▶ [To do]: The answer should contain every entry below, copied exactly.

▶ [Records provided]:
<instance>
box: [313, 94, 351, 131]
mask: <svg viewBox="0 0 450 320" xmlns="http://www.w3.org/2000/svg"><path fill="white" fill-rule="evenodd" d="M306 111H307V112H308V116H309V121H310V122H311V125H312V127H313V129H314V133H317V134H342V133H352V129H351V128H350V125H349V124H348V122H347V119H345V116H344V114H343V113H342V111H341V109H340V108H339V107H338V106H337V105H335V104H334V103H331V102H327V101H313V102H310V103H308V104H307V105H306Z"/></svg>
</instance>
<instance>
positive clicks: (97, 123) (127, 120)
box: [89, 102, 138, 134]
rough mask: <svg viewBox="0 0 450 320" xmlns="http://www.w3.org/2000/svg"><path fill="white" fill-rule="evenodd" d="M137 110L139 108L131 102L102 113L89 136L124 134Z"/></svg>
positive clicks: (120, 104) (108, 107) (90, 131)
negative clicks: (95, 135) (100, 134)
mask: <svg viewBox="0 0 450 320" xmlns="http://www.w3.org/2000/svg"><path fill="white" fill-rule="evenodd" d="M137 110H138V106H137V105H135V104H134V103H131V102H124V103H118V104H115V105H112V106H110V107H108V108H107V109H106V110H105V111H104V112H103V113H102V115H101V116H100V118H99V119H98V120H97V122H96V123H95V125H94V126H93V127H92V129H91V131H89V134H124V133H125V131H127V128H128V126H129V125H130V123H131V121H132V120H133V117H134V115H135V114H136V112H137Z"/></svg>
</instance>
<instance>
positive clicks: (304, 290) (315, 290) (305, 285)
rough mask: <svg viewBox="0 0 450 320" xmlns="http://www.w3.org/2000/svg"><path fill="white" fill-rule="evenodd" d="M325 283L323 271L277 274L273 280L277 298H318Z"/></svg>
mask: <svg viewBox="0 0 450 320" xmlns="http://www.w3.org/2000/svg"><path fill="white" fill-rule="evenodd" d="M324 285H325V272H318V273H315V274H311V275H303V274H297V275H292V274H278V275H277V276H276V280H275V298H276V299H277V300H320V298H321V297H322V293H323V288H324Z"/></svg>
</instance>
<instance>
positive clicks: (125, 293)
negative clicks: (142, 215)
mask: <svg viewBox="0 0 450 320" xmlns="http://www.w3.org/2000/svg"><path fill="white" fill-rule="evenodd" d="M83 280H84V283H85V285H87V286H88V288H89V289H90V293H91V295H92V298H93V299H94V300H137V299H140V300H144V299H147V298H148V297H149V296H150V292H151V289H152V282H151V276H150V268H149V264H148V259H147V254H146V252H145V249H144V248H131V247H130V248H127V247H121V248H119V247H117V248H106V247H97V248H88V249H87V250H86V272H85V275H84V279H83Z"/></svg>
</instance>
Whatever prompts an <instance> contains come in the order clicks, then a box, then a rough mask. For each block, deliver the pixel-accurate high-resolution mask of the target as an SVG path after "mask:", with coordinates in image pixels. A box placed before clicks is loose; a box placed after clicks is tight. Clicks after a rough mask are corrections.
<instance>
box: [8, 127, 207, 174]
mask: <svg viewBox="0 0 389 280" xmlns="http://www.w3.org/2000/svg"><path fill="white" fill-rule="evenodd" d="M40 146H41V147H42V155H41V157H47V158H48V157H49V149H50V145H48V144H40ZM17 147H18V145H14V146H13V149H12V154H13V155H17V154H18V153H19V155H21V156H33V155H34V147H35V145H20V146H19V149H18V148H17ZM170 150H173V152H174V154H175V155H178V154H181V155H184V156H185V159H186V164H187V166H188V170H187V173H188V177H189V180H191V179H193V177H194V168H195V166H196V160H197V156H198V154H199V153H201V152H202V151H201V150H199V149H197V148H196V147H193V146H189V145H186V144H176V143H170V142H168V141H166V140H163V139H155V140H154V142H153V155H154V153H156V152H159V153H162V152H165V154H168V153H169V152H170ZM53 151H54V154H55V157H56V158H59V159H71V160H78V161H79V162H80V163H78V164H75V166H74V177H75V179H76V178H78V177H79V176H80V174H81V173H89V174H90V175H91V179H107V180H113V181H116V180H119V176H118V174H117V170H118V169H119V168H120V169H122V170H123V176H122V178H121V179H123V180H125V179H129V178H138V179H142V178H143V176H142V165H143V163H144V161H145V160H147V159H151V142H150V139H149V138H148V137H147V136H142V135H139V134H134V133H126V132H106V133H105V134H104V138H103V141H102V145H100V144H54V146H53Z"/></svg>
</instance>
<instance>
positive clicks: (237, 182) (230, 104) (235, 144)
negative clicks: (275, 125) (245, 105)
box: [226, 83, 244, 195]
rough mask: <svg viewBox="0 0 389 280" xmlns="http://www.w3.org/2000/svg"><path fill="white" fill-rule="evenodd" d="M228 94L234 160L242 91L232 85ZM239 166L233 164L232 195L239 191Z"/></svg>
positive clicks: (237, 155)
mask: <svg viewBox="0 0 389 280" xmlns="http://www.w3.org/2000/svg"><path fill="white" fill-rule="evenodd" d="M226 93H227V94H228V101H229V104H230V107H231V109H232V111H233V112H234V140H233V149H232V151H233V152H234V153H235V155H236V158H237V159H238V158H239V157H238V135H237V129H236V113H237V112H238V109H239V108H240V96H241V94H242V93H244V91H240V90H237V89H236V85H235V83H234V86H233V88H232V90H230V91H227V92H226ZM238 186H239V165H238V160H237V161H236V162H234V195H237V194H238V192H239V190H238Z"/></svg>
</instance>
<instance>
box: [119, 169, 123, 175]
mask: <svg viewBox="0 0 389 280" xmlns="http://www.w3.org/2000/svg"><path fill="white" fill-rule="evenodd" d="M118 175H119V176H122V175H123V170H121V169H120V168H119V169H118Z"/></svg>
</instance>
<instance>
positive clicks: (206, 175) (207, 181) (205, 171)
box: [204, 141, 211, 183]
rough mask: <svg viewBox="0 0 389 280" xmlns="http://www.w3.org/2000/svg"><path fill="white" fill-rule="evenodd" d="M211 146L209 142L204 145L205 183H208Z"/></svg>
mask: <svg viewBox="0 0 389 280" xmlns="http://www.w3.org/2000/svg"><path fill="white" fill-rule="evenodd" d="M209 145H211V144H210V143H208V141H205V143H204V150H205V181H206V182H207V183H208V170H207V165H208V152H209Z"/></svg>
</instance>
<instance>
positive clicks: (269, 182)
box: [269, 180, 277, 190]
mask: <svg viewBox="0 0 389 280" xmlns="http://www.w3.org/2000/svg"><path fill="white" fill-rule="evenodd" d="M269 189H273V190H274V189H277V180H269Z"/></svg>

▶ [Exercise answer]:
<instance>
box: [313, 94, 351, 131]
mask: <svg viewBox="0 0 450 320" xmlns="http://www.w3.org/2000/svg"><path fill="white" fill-rule="evenodd" d="M306 111H307V112H308V116H309V121H310V122H311V125H312V127H313V129H314V133H317V134H342V133H352V129H351V128H350V125H349V124H348V122H347V119H345V116H344V114H343V113H342V111H341V109H340V108H339V107H338V106H337V105H335V104H334V103H331V102H327V101H313V102H310V103H308V104H307V105H306Z"/></svg>
</instance>
<instance>
positive clicks: (97, 123) (127, 120)
box: [89, 102, 138, 134]
rough mask: <svg viewBox="0 0 450 320" xmlns="http://www.w3.org/2000/svg"><path fill="white" fill-rule="evenodd" d="M137 110L139 108L131 102L102 113L89 136L124 134Z"/></svg>
positive clicks: (120, 104) (108, 107) (90, 131)
negative clicks: (95, 135) (100, 134)
mask: <svg viewBox="0 0 450 320" xmlns="http://www.w3.org/2000/svg"><path fill="white" fill-rule="evenodd" d="M137 110H138V106H137V105H135V104H134V103H131V102H124V103H118V104H115V105H112V106H110V107H108V108H107V109H106V110H105V111H104V112H103V113H102V115H101V116H100V118H99V119H98V120H97V122H96V123H95V125H94V126H93V127H92V129H91V131H89V134H124V133H125V131H127V128H128V126H129V125H130V123H131V121H132V120H133V117H134V115H135V114H136V112H137Z"/></svg>
</instance>
<instance>
positive clicks: (304, 290) (315, 290) (305, 285)
rough mask: <svg viewBox="0 0 450 320" xmlns="http://www.w3.org/2000/svg"><path fill="white" fill-rule="evenodd" d="M325 283L323 271L277 274L273 280L277 298H318Z"/></svg>
mask: <svg viewBox="0 0 450 320" xmlns="http://www.w3.org/2000/svg"><path fill="white" fill-rule="evenodd" d="M324 285H325V272H318V273H315V274H311V275H303V274H297V275H292V274H278V275H277V276H276V280H275V298H276V299H277V300H320V298H321V297H322V293H323V288H324Z"/></svg>
</instance>
<instance>
positive clicks: (125, 293)
negative clicks: (142, 215)
mask: <svg viewBox="0 0 450 320" xmlns="http://www.w3.org/2000/svg"><path fill="white" fill-rule="evenodd" d="M83 280H84V283H85V285H87V286H88V288H89V289H90V293H91V295H92V298H93V299H94V300H137V299H140V300H144V299H147V298H148V297H149V296H150V292H151V289H152V282H151V276H150V268H149V264H148V259H147V254H146V252H145V249H144V248H131V247H130V248H127V247H121V248H119V247H117V248H106V247H97V248H88V249H87V250H86V272H85V275H84V279H83Z"/></svg>
</instance>
Whatever prompts an <instance> contains come in the order clicks, then a box, then a rough mask. For each block, deliver the pixel-accurate high-resolution mask of the target as an SVG path after "mask:", with coordinates in image pixels. A box placed before clicks is loose; a box placed after clicks is tight. Clicks after a rough mask are corrections.
<instance>
box: [8, 127, 207, 174]
mask: <svg viewBox="0 0 389 280" xmlns="http://www.w3.org/2000/svg"><path fill="white" fill-rule="evenodd" d="M40 146H41V147H42V155H41V157H47V158H48V157H49V149H50V145H48V144H40ZM17 147H18V145H14V146H13V149H12V154H13V155H17V154H18V153H19V155H21V156H33V155H34V147H35V145H20V146H19V149H18V148H17ZM170 150H173V152H174V154H175V155H178V154H181V155H184V156H185V159H186V164H187V166H188V170H187V173H188V177H189V180H191V179H193V177H194V168H195V166H196V160H197V156H198V154H199V153H201V152H202V151H201V150H199V149H197V148H196V147H193V146H189V145H186V144H176V143H170V142H168V141H166V140H163V139H155V140H154V142H153V155H154V153H156V152H159V153H162V152H165V154H168V153H169V152H170ZM53 151H54V154H55V157H56V158H59V159H71V160H78V161H79V162H80V163H78V164H75V166H74V177H75V179H76V178H78V177H79V176H80V174H81V173H89V174H90V175H91V179H107V180H113V181H116V180H119V176H118V174H117V170H118V169H119V168H120V169H122V170H123V176H122V178H121V179H123V180H125V179H129V178H138V179H142V178H143V176H142V165H143V163H144V161H145V160H147V159H151V142H150V139H149V138H148V137H147V136H142V135H139V134H134V133H126V132H106V133H105V134H104V138H103V141H102V145H100V144H54V146H53Z"/></svg>
</instance>
<instance>
positive clicks: (237, 182) (230, 104) (235, 144)
negative clicks: (275, 125) (245, 105)
box: [226, 83, 244, 195]
rough mask: <svg viewBox="0 0 389 280" xmlns="http://www.w3.org/2000/svg"><path fill="white" fill-rule="evenodd" d="M228 94L234 160L242 91L232 85ZM239 166L233 164L232 195L239 191Z"/></svg>
positive clicks: (237, 155)
mask: <svg viewBox="0 0 389 280" xmlns="http://www.w3.org/2000/svg"><path fill="white" fill-rule="evenodd" d="M226 93H227V94H228V101H229V104H230V107H231V109H232V111H233V112H234V140H233V149H232V151H233V152H234V153H235V155H236V158H237V159H238V158H239V157H238V135H237V129H236V113H237V112H238V109H239V108H240V96H241V94H242V93H244V91H240V90H237V89H236V85H235V83H234V86H233V88H232V90H230V91H227V92H226ZM238 186H239V165H238V160H237V161H236V162H234V195H237V194H238V192H239V190H238Z"/></svg>
</instance>
<instance>
box: [119, 169, 123, 175]
mask: <svg viewBox="0 0 389 280" xmlns="http://www.w3.org/2000/svg"><path fill="white" fill-rule="evenodd" d="M118 175H119V176H122V175H123V170H121V169H120V168H119V169H118Z"/></svg>
</instance>
<instance>
positive clicks: (206, 175) (207, 181) (205, 171)
box: [204, 141, 211, 183]
rough mask: <svg viewBox="0 0 389 280" xmlns="http://www.w3.org/2000/svg"><path fill="white" fill-rule="evenodd" d="M211 146L209 142L204 145L205 183H208Z"/></svg>
mask: <svg viewBox="0 0 389 280" xmlns="http://www.w3.org/2000/svg"><path fill="white" fill-rule="evenodd" d="M209 145H211V144H210V143H208V141H205V143H204V150H205V181H206V182H207V183H208V170H207V165H208V152H209Z"/></svg>
</instance>
<instance>
positive clicks: (269, 182)
box: [269, 180, 277, 190]
mask: <svg viewBox="0 0 389 280" xmlns="http://www.w3.org/2000/svg"><path fill="white" fill-rule="evenodd" d="M269 189H273V190H274V189H277V180H269Z"/></svg>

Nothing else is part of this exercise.